Fragmento del texto —
En una buena lista de regalos para el Día del Niño no pueden faltar: retazos de felicidad plena (cuanto más extensos, mejor), abrazos/besos, compañía, comprensión, paciencia, empatía, respeto, atención, alegría y todas las expresiones de cariño que puedan imaginarse. Todo esto es gratis y, además, vuelve potenciado. Los obsequios son bonitos y a los chicos les brillan los ojos, hasta encandilar, mientras rasgan el papel de colores. Sabemos que esa fascinación por el juguete reluciente es pasajera, pero de todos modos nos sentimos en la obligación de comprarlo. El amor, en cambio, no queda arrumbado en algún rincón. Va y viene de mil maneras.

Los niños decodifican la pandemia a su manera. Llevan meses intentando comprender una realidad que ni sus padres consiguen descifrar. Se adaptaron a nuevas rutinas sin saber muy bien por qué ni hasta cuándo ni para qué. Si el coronavirus tomó por sorpresa a la humanidad, en el caso de los chicos ese efecto se multiplica porque la información que reciben es fragmentaria y subjetiva. No está pensada ni formulada para ellos, así que depende del filtro familiar. El miedo, el dolor, el sufrimiento y la muerte conforman un territorio al que los niños -por más preservados que estén- acceden por las rendijas del capullo hogareño. Miran a través de esas costuras y saben que hay un algo acechante y peligroso, capaz de haber puesto al mundo patas para arriba. Un algo del que es necesario cuidarse. Incorporaron nuevas palabras a su léxico y nuevos elementos a su facultad de razonamiento.

El Día del Niño en pandemia es tan extraño como este año de pesadilla. Un Día del Niño íntimo, muy posiblemente lejos de abuelos, tíos o padrinos, casi introspectivo. Sin cines, circos ni teatros. Sin salidas en grupos, sin bandadas de primos, sin compañeros de jardín o de escuela. Un domingo difícil de olvidar, como será difícil de olvidar cada circunstancia que fue deparando 2020. Pero nada de esto debe ser sinónimo de tristeza. Los chicos, en su infinita capacidad para reinventarse, disfrutan con mucho menos de lo que solemos suponer.

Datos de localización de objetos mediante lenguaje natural
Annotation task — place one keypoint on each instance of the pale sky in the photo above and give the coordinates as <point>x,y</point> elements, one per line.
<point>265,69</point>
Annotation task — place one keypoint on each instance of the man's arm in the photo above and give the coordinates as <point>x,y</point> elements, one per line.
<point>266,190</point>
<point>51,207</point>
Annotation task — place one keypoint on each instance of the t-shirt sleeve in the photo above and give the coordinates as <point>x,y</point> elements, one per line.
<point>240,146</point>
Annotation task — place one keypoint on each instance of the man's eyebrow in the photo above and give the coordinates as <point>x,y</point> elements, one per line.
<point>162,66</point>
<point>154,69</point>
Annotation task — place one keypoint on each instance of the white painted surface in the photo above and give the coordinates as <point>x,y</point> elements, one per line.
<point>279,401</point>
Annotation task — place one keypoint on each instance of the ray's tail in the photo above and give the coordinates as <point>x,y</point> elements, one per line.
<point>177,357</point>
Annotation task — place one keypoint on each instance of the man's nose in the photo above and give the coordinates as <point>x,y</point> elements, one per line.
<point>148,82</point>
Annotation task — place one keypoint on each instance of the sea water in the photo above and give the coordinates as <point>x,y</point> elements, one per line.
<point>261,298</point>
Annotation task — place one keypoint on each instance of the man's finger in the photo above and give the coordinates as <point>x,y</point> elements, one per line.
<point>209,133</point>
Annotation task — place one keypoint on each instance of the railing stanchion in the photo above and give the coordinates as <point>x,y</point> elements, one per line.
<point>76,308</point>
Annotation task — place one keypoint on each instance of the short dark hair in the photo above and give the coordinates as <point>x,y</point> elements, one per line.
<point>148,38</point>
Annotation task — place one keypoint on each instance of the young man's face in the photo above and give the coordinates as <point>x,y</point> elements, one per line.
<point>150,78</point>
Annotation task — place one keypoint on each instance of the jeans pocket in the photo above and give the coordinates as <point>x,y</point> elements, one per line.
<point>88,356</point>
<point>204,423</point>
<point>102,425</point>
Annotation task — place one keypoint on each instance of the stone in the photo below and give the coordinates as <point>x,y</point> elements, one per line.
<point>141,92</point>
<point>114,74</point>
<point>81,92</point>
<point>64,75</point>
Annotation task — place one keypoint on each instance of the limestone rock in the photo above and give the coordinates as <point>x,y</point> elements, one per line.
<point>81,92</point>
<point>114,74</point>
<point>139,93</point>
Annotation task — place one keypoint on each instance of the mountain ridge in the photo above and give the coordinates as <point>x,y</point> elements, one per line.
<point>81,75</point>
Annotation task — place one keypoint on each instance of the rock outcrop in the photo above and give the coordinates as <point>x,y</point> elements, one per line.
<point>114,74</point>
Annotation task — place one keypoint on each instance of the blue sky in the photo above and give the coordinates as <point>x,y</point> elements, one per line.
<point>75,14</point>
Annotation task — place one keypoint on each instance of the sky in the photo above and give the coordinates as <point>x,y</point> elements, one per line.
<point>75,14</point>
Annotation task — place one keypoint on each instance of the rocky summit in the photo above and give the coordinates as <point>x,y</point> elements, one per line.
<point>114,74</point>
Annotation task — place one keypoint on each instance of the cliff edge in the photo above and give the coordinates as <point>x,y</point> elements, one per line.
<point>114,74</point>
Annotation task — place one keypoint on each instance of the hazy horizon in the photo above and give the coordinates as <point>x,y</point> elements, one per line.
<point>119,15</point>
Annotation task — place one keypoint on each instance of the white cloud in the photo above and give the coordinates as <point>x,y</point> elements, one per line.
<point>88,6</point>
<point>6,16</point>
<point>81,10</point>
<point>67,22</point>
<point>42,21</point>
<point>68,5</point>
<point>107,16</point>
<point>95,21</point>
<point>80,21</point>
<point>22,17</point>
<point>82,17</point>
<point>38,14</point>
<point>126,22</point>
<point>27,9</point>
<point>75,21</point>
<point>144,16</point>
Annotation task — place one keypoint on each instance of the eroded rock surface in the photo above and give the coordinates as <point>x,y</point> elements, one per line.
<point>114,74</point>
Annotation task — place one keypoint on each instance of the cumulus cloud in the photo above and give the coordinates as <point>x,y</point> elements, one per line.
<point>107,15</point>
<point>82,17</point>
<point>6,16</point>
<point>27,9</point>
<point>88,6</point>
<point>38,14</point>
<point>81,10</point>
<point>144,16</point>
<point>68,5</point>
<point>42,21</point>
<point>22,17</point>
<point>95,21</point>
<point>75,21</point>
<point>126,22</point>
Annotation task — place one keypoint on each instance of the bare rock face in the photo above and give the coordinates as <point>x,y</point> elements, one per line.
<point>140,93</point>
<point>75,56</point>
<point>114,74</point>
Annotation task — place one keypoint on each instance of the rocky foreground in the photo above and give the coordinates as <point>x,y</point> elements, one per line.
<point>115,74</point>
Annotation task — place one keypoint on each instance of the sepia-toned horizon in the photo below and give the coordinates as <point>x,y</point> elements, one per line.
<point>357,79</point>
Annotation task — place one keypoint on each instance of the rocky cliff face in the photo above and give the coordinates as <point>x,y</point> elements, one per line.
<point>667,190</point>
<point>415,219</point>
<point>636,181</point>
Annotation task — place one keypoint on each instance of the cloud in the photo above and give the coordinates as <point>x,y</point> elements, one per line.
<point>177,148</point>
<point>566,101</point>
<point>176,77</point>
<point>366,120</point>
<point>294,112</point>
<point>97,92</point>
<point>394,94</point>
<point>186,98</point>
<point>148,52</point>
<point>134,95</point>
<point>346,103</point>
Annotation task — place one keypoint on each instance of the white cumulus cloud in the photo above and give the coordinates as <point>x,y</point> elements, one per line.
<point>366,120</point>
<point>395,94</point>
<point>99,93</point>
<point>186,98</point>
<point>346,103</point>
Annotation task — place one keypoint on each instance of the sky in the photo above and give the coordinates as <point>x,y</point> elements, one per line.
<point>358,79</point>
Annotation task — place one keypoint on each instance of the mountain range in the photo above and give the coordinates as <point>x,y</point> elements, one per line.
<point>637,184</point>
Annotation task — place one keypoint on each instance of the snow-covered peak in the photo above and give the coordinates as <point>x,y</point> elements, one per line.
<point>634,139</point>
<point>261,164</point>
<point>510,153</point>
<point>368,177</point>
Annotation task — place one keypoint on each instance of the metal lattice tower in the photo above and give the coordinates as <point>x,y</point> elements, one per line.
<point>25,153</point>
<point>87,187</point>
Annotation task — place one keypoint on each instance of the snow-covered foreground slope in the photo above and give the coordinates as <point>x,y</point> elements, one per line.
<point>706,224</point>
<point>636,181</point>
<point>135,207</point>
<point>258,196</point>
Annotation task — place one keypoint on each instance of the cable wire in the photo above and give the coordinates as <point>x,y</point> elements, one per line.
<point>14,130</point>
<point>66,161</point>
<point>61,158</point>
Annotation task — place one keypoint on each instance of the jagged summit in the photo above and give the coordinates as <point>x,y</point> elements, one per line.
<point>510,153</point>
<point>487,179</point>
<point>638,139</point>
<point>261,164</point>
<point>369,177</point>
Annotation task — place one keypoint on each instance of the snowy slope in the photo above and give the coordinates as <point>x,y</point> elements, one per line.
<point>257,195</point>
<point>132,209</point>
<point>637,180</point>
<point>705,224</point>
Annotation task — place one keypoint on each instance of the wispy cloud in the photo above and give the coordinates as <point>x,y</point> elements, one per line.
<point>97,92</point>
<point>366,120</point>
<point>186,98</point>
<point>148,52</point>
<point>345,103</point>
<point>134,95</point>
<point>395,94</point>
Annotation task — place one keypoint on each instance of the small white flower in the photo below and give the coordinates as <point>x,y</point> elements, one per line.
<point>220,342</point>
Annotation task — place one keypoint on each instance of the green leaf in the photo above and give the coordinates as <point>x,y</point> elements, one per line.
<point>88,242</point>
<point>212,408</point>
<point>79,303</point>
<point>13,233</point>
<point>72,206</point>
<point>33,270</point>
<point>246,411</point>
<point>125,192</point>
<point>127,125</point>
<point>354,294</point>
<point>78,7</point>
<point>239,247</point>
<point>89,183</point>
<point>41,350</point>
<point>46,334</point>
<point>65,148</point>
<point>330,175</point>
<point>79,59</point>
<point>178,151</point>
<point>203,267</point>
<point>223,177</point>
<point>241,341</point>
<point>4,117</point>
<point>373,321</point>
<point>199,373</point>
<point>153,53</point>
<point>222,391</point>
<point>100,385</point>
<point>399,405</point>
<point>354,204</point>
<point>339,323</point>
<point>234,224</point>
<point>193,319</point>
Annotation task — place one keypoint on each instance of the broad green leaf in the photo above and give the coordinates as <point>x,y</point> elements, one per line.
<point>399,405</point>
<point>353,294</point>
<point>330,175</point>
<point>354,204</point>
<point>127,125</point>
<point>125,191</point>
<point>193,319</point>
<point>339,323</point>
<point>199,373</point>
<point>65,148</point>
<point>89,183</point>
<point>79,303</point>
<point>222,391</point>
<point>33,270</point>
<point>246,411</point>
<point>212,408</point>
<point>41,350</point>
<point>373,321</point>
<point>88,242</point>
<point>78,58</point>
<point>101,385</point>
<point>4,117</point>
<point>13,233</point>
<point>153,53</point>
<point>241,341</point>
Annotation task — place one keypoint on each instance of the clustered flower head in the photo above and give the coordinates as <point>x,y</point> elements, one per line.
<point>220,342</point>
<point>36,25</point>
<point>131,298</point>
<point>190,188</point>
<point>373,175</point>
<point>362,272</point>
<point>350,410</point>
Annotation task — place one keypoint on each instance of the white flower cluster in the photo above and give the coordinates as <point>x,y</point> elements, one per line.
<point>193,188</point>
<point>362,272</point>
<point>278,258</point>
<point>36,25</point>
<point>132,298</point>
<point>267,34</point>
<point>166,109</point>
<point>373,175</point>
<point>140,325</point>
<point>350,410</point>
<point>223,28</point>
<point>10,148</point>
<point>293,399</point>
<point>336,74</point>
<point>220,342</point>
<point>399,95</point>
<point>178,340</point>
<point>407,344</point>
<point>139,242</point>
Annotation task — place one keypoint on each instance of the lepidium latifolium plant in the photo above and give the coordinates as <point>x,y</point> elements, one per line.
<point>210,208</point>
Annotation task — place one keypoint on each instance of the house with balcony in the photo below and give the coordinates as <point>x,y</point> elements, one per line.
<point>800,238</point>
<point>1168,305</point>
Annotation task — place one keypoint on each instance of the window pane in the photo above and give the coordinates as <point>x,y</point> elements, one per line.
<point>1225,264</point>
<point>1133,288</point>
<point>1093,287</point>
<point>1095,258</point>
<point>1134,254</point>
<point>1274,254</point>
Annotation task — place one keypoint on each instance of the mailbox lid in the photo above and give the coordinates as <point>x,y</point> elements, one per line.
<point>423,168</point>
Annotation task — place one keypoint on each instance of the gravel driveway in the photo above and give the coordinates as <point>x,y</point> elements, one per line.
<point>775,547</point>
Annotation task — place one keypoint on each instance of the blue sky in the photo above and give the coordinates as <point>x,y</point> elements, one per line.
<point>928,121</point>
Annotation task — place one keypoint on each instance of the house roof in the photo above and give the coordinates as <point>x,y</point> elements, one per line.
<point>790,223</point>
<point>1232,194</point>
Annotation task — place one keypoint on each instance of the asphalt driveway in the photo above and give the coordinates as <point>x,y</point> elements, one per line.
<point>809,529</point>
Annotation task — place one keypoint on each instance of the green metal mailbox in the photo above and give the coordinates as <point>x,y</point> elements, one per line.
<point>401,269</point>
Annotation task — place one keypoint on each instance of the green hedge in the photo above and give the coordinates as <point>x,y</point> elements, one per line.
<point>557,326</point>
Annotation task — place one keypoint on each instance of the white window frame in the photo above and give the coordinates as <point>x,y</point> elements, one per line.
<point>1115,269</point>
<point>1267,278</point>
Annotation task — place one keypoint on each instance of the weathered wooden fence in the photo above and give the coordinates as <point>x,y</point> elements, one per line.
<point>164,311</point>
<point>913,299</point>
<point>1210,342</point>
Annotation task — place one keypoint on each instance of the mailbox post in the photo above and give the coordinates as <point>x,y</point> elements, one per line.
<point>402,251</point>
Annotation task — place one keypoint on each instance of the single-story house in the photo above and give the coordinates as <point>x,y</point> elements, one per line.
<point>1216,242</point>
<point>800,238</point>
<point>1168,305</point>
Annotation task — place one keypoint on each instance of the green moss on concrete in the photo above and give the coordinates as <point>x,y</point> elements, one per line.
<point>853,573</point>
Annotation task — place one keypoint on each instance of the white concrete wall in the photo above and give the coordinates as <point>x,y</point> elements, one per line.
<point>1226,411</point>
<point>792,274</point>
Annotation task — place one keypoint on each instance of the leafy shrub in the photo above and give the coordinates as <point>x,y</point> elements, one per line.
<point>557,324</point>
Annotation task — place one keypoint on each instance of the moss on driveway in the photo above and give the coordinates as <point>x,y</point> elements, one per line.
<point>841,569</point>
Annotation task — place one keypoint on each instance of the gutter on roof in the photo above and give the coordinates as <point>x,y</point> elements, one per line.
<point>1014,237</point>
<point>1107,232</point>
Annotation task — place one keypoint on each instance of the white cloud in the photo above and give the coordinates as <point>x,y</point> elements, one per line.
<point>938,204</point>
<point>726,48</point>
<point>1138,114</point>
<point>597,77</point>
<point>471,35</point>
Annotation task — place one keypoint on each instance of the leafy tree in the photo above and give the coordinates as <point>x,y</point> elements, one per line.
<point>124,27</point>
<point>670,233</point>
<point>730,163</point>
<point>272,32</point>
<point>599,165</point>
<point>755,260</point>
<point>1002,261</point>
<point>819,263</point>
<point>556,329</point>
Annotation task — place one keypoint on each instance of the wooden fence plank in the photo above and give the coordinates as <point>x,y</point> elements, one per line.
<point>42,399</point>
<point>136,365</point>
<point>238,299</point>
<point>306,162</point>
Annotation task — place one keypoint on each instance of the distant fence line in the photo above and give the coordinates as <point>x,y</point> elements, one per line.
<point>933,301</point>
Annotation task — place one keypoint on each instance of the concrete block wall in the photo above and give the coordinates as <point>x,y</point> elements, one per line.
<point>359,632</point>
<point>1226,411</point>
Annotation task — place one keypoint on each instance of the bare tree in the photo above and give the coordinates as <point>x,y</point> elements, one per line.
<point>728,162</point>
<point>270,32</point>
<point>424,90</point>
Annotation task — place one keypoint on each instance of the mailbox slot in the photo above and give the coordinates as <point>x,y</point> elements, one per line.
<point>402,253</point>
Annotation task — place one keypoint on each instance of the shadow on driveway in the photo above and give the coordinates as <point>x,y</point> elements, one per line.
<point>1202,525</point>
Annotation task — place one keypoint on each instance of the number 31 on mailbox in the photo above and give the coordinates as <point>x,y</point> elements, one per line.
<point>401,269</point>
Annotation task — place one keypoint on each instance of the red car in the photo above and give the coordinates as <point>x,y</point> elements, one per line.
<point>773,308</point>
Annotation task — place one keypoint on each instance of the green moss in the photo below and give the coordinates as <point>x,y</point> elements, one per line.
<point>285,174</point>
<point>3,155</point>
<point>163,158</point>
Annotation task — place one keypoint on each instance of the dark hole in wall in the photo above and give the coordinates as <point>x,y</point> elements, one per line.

Comprueba tu comprensión —
**a)** Traduzca al inglés esta oración del texto sobre el Día del Niño en pandemia: "Los niños decodifican la pandemia a su manera."
**b)** Prosiga el texto sobre el Día del Niño en pandemia a partir de su última oración.

Resultados del ejercicio —
**a)** Children decode the pandemic in their own way.

**b)**
Es cuestión de imaginar un mundo conducido por niños. Nos enseñarían que los rencores duran poco. No nos amenazarían y sólo soltarían alguna manifestación de violencia al sentirse amenazados. Ese mundo tendría seguramente algo de injusto, porque los chicos quieren todo cuanto antes y se abrazan a eso, pero sus dislates y sus pleitos encontrarían paz en la sentencia del diálogo o en la dulzura de un caramelo. La sabiduría de los niños no admite peleas largas porque tienen olvidos cortos. Tal vez deberíamos mirar más a los chicos que ya están escribiendo el presente para aprender a no padecer esta realidad ya incordiada. Es una buena lección que, de paso, enciende una alerta: de tanto mirar para el costado no estamos imaginando un futuro para ellos.

La crisis de la pandemia proporciona la oportunidad de mirar a los chicos desde otro punto de vista. Históricamente el Día del Niño se resolvía como un trámite: regalo, almuerzo familiar, en el mejor de los casos alguna actividad vespertina, e inmediato retorno a la rutina. A esperar agosto del año siguiente para repetir la fórmula. Y mientras tanto, sin decirlo pero seguramente articulándolo a su manera, los chicos vienen reclamando otra cosa. Primer paso entonces: prestarles atención a esos gestos que los niños no dejan de transmitir. Segundo: aprender a leerlos y asumirlos como necesidades. Tercero: satisfacerlos brindando todo el amor del mundo. Y así, con toda naturalidad, cada mañana será un nuevo Día del Niño.